● **Problem description**: Collect every line in the entries below that contains the word "bounding", and copy each one.

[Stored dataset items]

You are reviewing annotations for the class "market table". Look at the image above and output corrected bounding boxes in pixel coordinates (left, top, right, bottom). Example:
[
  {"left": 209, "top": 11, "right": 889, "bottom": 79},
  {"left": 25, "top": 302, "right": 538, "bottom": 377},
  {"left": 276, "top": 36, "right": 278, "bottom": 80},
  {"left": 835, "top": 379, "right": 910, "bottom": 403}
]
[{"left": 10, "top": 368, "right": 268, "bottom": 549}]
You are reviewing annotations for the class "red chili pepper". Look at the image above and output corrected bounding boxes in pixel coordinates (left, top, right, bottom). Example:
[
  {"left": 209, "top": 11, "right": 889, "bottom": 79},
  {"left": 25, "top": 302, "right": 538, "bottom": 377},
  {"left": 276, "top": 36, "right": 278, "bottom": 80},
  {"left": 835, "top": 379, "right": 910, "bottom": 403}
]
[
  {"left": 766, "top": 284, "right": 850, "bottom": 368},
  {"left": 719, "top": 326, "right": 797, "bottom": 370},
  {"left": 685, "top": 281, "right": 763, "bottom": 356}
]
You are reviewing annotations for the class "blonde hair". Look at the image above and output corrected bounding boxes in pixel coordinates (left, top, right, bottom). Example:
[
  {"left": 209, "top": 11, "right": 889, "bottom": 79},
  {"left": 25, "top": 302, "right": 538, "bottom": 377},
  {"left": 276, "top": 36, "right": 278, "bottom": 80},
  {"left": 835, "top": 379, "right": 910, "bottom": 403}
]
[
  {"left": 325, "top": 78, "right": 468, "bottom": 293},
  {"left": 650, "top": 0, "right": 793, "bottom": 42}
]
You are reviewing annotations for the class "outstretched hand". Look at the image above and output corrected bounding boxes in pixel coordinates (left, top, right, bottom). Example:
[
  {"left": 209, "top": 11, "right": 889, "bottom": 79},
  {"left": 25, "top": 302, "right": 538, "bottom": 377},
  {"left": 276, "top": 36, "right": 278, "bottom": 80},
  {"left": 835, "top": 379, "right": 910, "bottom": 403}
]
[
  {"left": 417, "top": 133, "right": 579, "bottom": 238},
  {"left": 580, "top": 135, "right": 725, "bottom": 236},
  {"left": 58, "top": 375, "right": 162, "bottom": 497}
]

● **Exercise response**:
You are reviewing annotations for the class "market table". Look at the image above and output corrected bounding boxes in pixel coordinates (left, top, right, bottom). Example:
You are reviewing annotations for the class "red chili pepper". Look at the image above and output corrected bounding boxes in pixel coordinates (left, top, right, bottom). Example:
You are reviewing annotations for the class "blonde hair". Look at the image above and output corrected bounding boxes in pixel coordinates (left, top, right, bottom). Example:
You are reviewing annotations for the class "outstretched hand". Look at the image above and output corrected bounding boxes in pixel coordinates (left, top, right, bottom). Example:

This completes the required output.